TASK INPUT –
◆ ◆ ◆ ◆ ◆ ◆ ◆

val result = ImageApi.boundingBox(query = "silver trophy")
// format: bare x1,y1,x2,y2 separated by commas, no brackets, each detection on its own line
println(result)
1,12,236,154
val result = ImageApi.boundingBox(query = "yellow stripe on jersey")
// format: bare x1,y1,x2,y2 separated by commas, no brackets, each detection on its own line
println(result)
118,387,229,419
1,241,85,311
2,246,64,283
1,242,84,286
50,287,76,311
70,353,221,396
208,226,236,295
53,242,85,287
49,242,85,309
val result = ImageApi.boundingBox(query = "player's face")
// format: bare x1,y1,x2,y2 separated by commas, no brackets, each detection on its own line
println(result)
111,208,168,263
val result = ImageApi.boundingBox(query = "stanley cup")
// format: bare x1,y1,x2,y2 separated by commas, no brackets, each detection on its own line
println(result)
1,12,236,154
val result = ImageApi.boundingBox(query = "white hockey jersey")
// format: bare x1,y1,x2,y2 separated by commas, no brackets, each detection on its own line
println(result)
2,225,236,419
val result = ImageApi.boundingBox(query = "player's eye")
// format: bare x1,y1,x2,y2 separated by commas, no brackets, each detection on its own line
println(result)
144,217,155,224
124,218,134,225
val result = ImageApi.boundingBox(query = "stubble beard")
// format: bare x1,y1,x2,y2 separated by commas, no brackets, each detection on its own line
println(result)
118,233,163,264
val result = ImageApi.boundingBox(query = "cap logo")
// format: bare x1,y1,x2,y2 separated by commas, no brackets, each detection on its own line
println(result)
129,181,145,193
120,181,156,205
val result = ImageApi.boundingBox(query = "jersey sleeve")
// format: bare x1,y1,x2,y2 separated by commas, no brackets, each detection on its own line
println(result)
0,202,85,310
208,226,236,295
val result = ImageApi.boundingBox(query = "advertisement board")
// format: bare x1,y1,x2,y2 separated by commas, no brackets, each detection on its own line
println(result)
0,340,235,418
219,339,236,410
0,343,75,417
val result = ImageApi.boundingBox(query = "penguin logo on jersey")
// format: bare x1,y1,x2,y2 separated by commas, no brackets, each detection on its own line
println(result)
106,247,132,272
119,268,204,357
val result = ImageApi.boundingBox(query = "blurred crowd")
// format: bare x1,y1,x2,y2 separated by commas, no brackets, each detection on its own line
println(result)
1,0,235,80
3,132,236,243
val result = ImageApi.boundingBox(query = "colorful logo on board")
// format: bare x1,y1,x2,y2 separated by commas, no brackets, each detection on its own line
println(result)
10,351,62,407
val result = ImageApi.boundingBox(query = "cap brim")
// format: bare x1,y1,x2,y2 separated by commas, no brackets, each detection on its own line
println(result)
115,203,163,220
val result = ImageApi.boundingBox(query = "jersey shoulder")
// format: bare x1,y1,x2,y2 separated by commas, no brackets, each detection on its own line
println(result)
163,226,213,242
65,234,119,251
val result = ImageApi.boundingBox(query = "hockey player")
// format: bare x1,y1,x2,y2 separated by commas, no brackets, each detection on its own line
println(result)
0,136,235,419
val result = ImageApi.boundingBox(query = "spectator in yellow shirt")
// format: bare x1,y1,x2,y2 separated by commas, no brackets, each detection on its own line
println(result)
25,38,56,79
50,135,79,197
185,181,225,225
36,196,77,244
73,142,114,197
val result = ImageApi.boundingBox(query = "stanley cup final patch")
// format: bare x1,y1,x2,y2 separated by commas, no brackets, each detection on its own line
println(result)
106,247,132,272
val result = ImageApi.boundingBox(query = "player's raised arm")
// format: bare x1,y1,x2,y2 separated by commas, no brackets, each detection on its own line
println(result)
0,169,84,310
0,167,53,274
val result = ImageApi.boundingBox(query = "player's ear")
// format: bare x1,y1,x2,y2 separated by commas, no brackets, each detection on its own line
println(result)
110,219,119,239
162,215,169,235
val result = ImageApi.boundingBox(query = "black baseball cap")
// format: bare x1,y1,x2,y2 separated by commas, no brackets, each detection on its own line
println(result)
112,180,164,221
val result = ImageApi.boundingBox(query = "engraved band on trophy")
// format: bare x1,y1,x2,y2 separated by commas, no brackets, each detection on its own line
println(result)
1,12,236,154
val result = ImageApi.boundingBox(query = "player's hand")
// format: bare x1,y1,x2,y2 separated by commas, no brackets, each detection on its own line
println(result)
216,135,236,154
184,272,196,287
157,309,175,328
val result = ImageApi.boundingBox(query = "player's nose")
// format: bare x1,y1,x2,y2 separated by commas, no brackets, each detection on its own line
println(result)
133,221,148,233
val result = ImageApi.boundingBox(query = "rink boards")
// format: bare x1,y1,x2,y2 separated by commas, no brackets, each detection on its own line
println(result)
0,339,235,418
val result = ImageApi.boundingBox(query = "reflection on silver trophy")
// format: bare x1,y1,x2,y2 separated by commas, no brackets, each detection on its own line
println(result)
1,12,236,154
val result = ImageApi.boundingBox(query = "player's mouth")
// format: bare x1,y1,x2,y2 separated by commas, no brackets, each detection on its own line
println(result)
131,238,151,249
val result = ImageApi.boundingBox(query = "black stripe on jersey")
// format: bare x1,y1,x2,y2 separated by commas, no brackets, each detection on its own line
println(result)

◆ ◆ ◆ ◆ ◆ ◆ ◆

WHAT THIS TASK INVOLVES – Would you copy out all of the entries exactly?

EXERCISE RESPONSE –
val result = ImageApi.boundingBox(query = "silver trophy")
// format: bare x1,y1,x2,y2 separated by commas, no brackets, each detection on its own line
println(result)
1,12,236,154
val result = ImageApi.boundingBox(query = "yellow stripe on jersey")
// format: bare x1,y1,x2,y2 separated by commas, no brackets, each detection on its own line
println(result)
118,387,229,419
1,241,85,311
2,246,64,283
1,242,84,286
50,287,76,311
70,353,221,396
208,226,236,295
53,242,85,287
49,242,85,309
val result = ImageApi.boundingBox(query = "player's face")
// format: bare x1,y1,x2,y2 separated by commas, no brackets, each detection on its own line
println(result)
111,208,168,263
val result = ImageApi.boundingBox(query = "stanley cup")
// format: bare x1,y1,x2,y2 separated by commas, no brackets, each detection on its own line
println(result)
1,12,236,154
val result = ImageApi.boundingBox(query = "white hockey jersey")
// format: bare x1,y1,x2,y2 separated by commas, no brackets, each detection on its own line
println(result)
2,225,236,419
val result = ImageApi.boundingBox(query = "player's eye")
// format: bare x1,y1,x2,y2 separated by commas, no brackets, each detection on its own line
println(result)
144,217,155,224
124,218,134,225
val result = ImageApi.boundingBox(query = "stubble beard")
// format: bare x1,y1,x2,y2 separated by commas, no brackets, each detection on its own line
println(result)
118,233,163,264
val result = ImageApi.boundingBox(query = "cap logo")
// format: bare x1,y1,x2,y2 separated by commas, no brackets, each detection on its own line
println(result)
129,181,145,193
120,181,156,205
val result = ImageApi.boundingBox(query = "jersey sleeve")
// format: bare x1,y1,x2,y2 separated by commas, no brackets, each detection on its own line
println(result)
0,202,85,310
208,226,236,295
val result = ImageApi.boundingBox(query = "advertisement board")
// format: bare x1,y1,x2,y2 separated by commas, no brackets, each detection on its own line
println(result)
0,340,235,418
219,339,236,410
0,343,75,417
val result = ImageApi.boundingBox(query = "penguin logo on jersey")
// format: bare x1,y1,x2,y2 separated by commas, no brackets, each detection on its own line
println(result)
106,247,132,272
119,268,204,357
val result = ImageApi.boundingBox(query = "blurred crowd")
// format: bare x1,y1,x2,y2 separated by commas, no brackets, each detection on its own line
println(result)
1,0,235,80
3,132,236,243
val result = ImageApi.boundingBox(query = "colorful logo on board")
// format: bare x1,y1,x2,y2 separated by commas, no brackets, each detection on its own line
println(result)
10,351,62,407
val result = ImageApi.boundingBox(query = "cap brim")
// format: bare x1,y1,x2,y2 separated by commas, no brackets, each detection on its own line
println(result)
115,203,163,220
val result = ImageApi.boundingBox(query = "jersey shoulder")
// format: bare x1,y1,x2,y2 separated by commas, no brackets, each detection on its own line
println(result)
163,226,213,242
65,234,119,251
val result = ImageApi.boundingBox(query = "hockey player")
// format: bare x1,y1,x2,y2 separated by commas, no brackets, each detection on its own line
println(result)
0,136,235,419
val result = ImageApi.boundingBox(query = "spectator in yellow shirt")
// format: bare x1,y1,x2,y2 separated by commas, no brackets, each detection on its own line
println(result)
25,38,56,79
50,135,79,197
185,181,225,225
36,196,77,244
73,142,114,197
val result = ImageApi.boundingBox(query = "stanley cup final patch")
// format: bare x1,y1,x2,y2 separated by commas, no brackets, each detection on its own line
println(result)
106,247,132,272
val result = ImageApi.boundingBox(query = "player's raised arm")
// format: bare x1,y1,x2,y2 separated by commas, no brackets, each detection on its own line
println(result)
0,169,84,310
0,167,53,274
val result = ImageApi.boundingBox(query = "player's ear")
// format: bare x1,y1,x2,y2 separated by commas, no brackets, each detection on its own line
println(result)
110,219,119,239
162,215,169,235
val result = ImageApi.boundingBox(query = "black baseball cap")
// format: bare x1,y1,x2,y2 separated by commas, no brackets, each detection on its own line
println(result)
112,180,164,221
val result = ImageApi.boundingBox(query = "engraved band on trophy")
// format: bare x1,y1,x2,y2 separated by commas, no brackets, each detection on its own line
println(result)
1,12,236,154
val result = ImageApi.boundingBox(query = "player's hand")
// format: bare x1,y1,x2,y2 separated by commas, no brackets, each detection on its own line
println(result)
216,135,236,154
184,272,196,287
157,309,175,328
val result = ImageApi.boundingBox(query = "player's nose")
// format: bare x1,y1,x2,y2 separated by commas, no brackets, each detection on its own line
println(result)
133,221,148,233
val result = ImageApi.boundingBox(query = "rink boards")
// format: bare x1,y1,x2,y2 separated by commas, no brackets, each detection on its own line
println(result)
0,339,235,418
val result = ImageApi.boundingBox(query = "reflection on silver trophy")
// format: bare x1,y1,x2,y2 separated by commas, no brackets, each detection on its own line
println(result)
1,12,236,154
val result = ImageApi.boundingBox(query = "player's mouth")
// format: bare x1,y1,x2,y2 separated by commas, no brackets, each detection on its own line
println(result)
131,238,151,249
val result = ImageApi.boundingBox(query = "black stripe on jersey")
// format: bare x1,y1,x2,y2 separated by commas, no brackets, each detection on its own line
println(result)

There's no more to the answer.